--- GOAL A ---
Using the transcript about Junko, list the ways she pays for her climbs.

--- PROVIDED TEXT ---
Don't think women like hiking?
Okay, yeah, you like it just fine. Yeah, and that's fine, but Junko stays focused, and by her mid twenties, she summoned every one of Japan's most prominent peaks.
Wow.
This includes Mount Fuji, which is about twelve four hundred feet above sea level. And she's funding these climbs by working as an editor for an academic journal and giving piano and English lessons. She does it all, I mean, and she's tiny.
Yeah.
She spends most of her downtime either climbing or training with the hopes of summoning larger and larger peaks. And then in nineteen sixty five, Junko meets a man named Masu Nobu Tabei. He's a seasoned Japanese mountaineer in his own right. So she falls in love with another mountaineer.
That's romantic. I gotta find someone who at least who likes yourself supports your hobby.
Yeah. They fall in love and they're married the next year when Junko is twenty seven years old. But her parents don't approve of this marriage because Masunobu doesn't have a college degree, but Junko marries him anyway. She doesn't give a shit about anything. She's like, oh is that your opinion about my life, I'll see you later.
Enjoy it.
And the two have a daughter together, who they named Noriko, and later they have a son named Shinya. So now is she not only the rare female mountaineer in nineteen sixties Japan, she's also a working mother. When she's in her early thirties, Junko says that she quote began to dream about going to the Himalayas with a team of only women. Woo to make that happen, she does something that's never been done before in Japan. In nineteen sixty nine,
she forms the country's very first women's climbing organization. Its name, translated into English, is sometimes reported as Ladies Climbing Club and sometimes reported as Women's Mountaineering, depending on how people feel about it. Yeah, and the group's slogan is quote, let's go on an overseas expedition by.
Ourselves translation yes, let's let's.
Around fifteen women join Junko's group, each united by a dream to climb the world's tallest mountains, but finding time to train is not easy. Like Junco, these women have jobs, or families or both, and Japan's standard vacation time is just two weeks a year, which many people don't feel empowered to fully take because of Japan's intense work culture. So you have it, but you kind of aren't supposed
to go on it. This is complicating in and of itself because these expeditions require time off for training and for travel, and on top of that, devoting time to a masculine hobby like mountaineering is stigmatized. In the nineteen seventies, the women face judgment for not wanting to devote their entire beings to their husbands and their children, to which
Junko has said, quote, I am a housewife. I just climb mountains because I love it, and if people want to call me that crazy mountain woman, that's okay, cool love her. Eventually, Junko and her group plan an expedition to Anna Perna three in Nepal, which is nearly twenty five thousand feet in elevation. This is Junko's first time
traveling outside of Japan, and she leads the climb. The group travels up a new route to Anna Perna three's summit, and they successfully reach the top on May nineteenth, nineteen seventy. Karen Kilgerrett is eight days old. It's her first week in the world. She's loving it. She's loving this energy. So they, on May nineteenth, nineteen seventy, become the first women ever to climb Anna Purna three.
Wow.
And now their slogan is, let's be the first woman to climb Anna Purna three by ourselves.
That's not true.

--- RECORDS SHOWN ---
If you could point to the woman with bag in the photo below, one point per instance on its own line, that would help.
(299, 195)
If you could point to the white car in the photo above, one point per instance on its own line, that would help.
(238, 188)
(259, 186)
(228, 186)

--- GOAL B ---
Express the listing above as a two-column CSV with the header input,output and one row per entry. Put each entry's text in a quoted input field and its answer in a quoted output field, with line breaks replaced by spaces.

--- EXPECTED ANSWER A ---
- Working as an editor for an academic journal
- Giving piano lessons
- Giving English lessons

--- EXPECTED ANSWER B ---
input,output
"If you could point to the woman with bag in the photo below, one point per instance on its own line, that would help.","(299, 195)"
"If you could point to the white car in the photo above, one point per instance on its own line, that would help.","(238, 188) (259, 186) (228, 186)"